═══ Provided information
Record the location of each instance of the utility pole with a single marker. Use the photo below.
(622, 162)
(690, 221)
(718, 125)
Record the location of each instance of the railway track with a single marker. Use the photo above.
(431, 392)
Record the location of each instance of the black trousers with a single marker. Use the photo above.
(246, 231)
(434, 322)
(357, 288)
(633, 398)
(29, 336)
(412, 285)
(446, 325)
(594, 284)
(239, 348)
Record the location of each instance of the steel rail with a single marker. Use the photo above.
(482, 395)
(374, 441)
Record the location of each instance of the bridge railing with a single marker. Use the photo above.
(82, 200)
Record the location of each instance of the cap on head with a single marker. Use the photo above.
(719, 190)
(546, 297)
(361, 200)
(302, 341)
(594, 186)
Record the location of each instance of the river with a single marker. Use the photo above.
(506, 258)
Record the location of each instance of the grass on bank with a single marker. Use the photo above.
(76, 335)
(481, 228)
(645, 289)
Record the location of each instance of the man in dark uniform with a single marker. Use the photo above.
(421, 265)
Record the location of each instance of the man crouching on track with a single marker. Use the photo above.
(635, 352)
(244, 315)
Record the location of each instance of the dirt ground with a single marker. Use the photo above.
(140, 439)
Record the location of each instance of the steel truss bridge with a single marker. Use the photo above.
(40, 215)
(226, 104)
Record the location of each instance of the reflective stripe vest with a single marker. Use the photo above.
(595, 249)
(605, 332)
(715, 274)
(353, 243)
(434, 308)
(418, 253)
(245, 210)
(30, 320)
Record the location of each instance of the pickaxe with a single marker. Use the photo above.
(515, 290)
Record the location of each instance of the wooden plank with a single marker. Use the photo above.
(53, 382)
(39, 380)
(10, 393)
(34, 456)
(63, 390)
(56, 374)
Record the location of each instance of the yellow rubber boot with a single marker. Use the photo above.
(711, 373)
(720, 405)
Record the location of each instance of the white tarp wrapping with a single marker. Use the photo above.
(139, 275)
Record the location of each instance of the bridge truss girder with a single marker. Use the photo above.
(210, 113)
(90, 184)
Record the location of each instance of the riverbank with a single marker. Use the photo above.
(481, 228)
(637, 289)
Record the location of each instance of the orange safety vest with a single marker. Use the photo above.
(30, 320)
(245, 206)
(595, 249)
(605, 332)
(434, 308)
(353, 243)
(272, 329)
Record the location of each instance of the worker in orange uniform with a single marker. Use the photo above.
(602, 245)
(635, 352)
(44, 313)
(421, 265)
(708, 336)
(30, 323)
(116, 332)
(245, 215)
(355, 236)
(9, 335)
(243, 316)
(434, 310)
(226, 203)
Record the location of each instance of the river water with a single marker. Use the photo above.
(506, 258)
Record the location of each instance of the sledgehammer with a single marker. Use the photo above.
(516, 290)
══════
• **What is being asked**:
Copy out every line from the one containing "Record the location of each instance of the orange" through the end of the data, keeping the wording lines as well. Shift both numbers in each coordinate pair by -3.

• **The completed task**:
Record the location of each instance of the orange safety vest with a single marker. Use the photo above.
(27, 317)
(242, 203)
(592, 246)
(602, 329)
(431, 305)
(350, 240)
(269, 326)
Record the location of each instance of the worker in orange uniform with a single marker. Use the photo above.
(599, 242)
(632, 349)
(41, 310)
(418, 262)
(705, 333)
(27, 320)
(113, 329)
(242, 212)
(352, 233)
(6, 332)
(240, 313)
(431, 307)
(223, 200)
Record the location of each instance of the river water with a single marker. Use the photo above.
(503, 255)
Record the location of each instance of the sledgehammer with a single marker. Use the photo above.
(513, 287)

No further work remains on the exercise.